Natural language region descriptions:
^^^^^^^^

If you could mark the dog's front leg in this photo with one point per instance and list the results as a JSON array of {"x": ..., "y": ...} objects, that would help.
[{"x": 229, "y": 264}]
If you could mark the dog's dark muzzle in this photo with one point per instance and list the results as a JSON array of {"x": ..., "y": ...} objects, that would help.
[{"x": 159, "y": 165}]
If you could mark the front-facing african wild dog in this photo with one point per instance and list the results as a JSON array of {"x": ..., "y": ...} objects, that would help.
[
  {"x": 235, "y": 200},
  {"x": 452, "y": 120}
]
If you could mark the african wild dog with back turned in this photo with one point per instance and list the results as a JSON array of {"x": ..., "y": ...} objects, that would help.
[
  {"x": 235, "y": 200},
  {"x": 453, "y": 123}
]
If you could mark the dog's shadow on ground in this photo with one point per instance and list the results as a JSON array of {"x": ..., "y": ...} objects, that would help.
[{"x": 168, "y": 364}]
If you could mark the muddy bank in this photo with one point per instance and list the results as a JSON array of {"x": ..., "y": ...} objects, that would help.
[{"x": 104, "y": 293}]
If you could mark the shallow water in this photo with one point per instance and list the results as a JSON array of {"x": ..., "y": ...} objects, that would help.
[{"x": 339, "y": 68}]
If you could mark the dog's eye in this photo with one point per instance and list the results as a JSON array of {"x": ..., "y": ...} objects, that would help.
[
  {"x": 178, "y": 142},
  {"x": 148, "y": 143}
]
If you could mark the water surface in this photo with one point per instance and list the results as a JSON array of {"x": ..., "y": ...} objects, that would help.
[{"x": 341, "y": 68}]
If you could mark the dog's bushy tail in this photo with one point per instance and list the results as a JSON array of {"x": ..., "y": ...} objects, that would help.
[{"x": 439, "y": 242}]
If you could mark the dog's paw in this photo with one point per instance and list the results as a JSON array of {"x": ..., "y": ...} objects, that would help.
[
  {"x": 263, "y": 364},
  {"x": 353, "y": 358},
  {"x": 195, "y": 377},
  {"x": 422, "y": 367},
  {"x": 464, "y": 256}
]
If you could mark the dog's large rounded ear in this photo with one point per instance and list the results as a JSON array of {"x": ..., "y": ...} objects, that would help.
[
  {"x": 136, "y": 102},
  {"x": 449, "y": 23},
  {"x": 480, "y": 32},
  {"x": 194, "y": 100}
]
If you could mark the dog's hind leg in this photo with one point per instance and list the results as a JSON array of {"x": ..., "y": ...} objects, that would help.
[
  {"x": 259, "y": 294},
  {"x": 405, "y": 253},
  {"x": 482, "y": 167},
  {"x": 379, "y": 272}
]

^^^^^^^^

__WHAT THE EXERCISE ASKS__
Give back, unchanged, the line containing "If you could mark the dog's large" and each line that comes after it in the entries above, ending with the last.

__SOLUTION__
If you could mark the dog's large rounded ear in this photo with one point per instance and list the results as a JSON array of {"x": ..., "y": ...} objects, that would help.
[
  {"x": 136, "y": 102},
  {"x": 449, "y": 23},
  {"x": 480, "y": 32},
  {"x": 194, "y": 100}
]
If you could mark the dog's hind leg in this photo with one point per instance and list the results as a JSON array of {"x": ..., "y": ...} objects, that would help.
[
  {"x": 259, "y": 294},
  {"x": 405, "y": 253},
  {"x": 482, "y": 167},
  {"x": 379, "y": 272}
]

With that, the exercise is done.